**Task directions:**
Report every line of the records below that contains the word "plaque", treating uppercase and lowercase as different.

**Material shown:**

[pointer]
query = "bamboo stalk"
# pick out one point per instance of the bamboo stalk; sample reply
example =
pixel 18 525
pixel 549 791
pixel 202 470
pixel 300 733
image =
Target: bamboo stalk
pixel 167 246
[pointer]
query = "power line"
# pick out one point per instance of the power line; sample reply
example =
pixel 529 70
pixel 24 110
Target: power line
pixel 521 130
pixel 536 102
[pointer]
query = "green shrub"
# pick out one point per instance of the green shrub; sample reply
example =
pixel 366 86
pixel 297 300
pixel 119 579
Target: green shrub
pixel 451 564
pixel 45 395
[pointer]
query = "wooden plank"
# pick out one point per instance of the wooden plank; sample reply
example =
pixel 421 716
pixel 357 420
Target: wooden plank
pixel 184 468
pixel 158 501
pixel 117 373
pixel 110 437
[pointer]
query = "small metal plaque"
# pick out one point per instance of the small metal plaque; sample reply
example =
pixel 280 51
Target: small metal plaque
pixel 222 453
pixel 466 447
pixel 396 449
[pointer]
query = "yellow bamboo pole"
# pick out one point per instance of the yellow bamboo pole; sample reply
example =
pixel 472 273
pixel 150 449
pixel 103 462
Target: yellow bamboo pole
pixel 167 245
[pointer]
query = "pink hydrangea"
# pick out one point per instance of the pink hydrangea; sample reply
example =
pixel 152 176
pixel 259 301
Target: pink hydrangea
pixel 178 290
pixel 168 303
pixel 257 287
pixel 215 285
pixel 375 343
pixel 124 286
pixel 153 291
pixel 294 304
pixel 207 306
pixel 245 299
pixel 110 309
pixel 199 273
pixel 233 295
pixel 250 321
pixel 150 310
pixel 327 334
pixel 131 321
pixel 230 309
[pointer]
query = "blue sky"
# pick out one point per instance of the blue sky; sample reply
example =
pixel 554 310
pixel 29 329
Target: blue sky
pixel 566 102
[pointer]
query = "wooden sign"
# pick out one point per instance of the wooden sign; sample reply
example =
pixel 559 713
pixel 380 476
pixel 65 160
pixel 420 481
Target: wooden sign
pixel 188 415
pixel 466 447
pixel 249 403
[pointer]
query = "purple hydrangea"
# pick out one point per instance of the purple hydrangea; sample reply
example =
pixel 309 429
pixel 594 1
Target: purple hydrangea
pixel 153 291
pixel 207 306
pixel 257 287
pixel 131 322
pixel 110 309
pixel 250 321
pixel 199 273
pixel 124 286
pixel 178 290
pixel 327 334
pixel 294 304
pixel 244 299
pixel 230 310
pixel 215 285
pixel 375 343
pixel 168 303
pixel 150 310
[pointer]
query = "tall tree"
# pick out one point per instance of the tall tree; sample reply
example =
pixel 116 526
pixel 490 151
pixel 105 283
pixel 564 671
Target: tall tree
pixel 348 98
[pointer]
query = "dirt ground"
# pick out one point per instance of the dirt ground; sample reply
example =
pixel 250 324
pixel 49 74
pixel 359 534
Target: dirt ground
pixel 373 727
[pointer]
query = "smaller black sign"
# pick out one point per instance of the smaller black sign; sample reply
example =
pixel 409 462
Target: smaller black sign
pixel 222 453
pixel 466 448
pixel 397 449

...

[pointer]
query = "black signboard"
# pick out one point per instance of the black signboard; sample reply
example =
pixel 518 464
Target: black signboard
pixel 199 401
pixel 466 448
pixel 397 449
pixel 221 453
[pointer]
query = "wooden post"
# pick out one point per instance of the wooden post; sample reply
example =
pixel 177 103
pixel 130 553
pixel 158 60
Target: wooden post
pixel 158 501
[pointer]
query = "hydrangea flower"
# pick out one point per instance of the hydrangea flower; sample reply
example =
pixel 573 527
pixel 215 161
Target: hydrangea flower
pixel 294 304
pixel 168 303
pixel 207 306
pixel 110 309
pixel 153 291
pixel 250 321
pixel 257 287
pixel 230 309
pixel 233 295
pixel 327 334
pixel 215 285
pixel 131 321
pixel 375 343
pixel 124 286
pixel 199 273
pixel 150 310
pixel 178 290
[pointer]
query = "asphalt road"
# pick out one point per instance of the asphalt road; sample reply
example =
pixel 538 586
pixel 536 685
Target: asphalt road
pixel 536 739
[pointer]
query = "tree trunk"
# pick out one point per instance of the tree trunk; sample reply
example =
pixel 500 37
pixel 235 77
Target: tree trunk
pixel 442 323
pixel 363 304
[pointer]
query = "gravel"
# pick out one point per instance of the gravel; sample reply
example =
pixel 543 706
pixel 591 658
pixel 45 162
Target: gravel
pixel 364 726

**Completed task:**
query = "small metal plaque"
# pick out one point per instance of the small metal plaque; sample reply
Target: small metal plaque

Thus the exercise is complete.